- _Source document_
The current Harper’s Bazaar features a literary memoir by poet Molly Fisk. We’ve written about her before, here and here. I’ve known the poet for two decades – but I didn’t know she was the niece of novelist and short story writer John Updike. She describes the experience in “John Updike, His Stories, and Me.” You can read it here. It begins:
In December 1984, my father died at the Ghirardelli theater during a morning showing for backers and friends of the movie On the Edge, which stars creepy Bruce Dern as a long-distance runner. This was my father’s fourth heart attack. His friends described him laughing near the film’s end, and then hearing a sigh. When he was discovered unresponsive in his seat as the lights came up, that famous line was called out: “Is there a doctor in the house?!” There were four, but none of them could save him. He was 56.

- _Problem statement_
Resume the post about Molly Fisk's memoir right after its final sentence and carry it forward.

- _Supplied information_

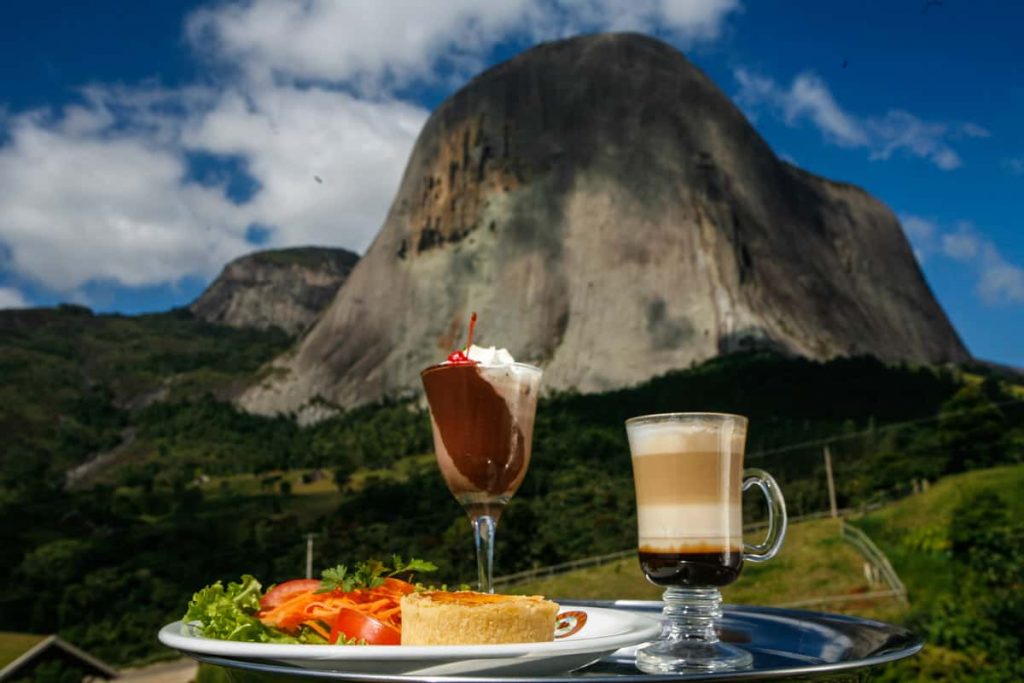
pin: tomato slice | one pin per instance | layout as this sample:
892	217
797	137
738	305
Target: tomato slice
353	624
282	592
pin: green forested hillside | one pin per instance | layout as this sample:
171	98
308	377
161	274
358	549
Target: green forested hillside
190	491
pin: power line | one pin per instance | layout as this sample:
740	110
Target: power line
895	425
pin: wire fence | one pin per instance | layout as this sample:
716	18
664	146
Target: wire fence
600	560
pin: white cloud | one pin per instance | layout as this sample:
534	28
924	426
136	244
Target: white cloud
963	245
81	202
998	281
290	137
11	298
808	97
101	191
375	45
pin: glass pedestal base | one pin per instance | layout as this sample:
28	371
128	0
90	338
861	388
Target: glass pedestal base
678	657
689	642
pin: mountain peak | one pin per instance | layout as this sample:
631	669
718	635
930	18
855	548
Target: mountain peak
283	288
611	215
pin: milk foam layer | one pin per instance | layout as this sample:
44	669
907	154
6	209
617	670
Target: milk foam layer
656	438
675	528
487	355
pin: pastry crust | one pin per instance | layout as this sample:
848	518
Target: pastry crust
466	617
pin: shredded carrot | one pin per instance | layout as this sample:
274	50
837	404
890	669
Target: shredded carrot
320	610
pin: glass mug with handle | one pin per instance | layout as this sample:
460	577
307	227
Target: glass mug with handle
689	477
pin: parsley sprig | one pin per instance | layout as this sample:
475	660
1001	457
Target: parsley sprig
369	574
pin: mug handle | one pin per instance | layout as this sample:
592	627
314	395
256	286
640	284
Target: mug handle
777	520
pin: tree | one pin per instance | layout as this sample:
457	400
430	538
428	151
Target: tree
972	430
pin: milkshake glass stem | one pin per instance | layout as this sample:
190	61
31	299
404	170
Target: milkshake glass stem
483	534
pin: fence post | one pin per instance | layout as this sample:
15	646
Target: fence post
832	483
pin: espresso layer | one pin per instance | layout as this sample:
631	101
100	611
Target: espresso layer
477	430
691	569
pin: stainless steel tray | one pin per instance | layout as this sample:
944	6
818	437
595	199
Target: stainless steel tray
786	644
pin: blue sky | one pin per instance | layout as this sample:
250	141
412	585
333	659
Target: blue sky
143	144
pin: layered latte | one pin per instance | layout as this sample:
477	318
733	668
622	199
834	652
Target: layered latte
689	517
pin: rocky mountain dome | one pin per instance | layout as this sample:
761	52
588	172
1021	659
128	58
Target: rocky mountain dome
283	288
610	215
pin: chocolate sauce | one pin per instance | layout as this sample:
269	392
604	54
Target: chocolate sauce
692	569
476	427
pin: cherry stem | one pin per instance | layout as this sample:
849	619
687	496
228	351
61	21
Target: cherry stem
472	325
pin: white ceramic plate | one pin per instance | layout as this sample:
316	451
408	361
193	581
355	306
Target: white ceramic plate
605	632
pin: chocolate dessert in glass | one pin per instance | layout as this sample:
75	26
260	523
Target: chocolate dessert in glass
482	406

- _Answer to the task_
At that point, my father, Irving, didn’t have any money. He wasn’t a backer, but he knew the director and was often on the fringes of various deals, cinematic and otherwise, “putting people together” and going out to lunch. Payment was largely theoretical.
For our family, losing this witty, charming, impossible man was like having the sun plucked out of a solar system. We, the remaining planets, careened randomly for a long time. I was 29 and going to business school, mostly because I hoped that it would help me understand him.

Almost exactly three years after my dad’s death, a short story by Uncle John appeared in The New Yorker called “Brother Grasshopper.” Everyone who knew me and my family knew that my uncle was John Updike. He married my mother’s older sister, Mary, when they were in college, and we Fisks spent every summer back East in Ipswich or Vermont or on Martha’s Vineyard with the Updikes. Each couple produced four children at regular intervals, so we had nearly parallel cousins. If you’ve read Couples or The Maples Stories, you know the general scene: beaches, chaos, shucking corn, tennis and cocktails, adultery. There were the usual family spats now and then, but as a child, I always thought of the four adults as good friends.
Read the whole thing here.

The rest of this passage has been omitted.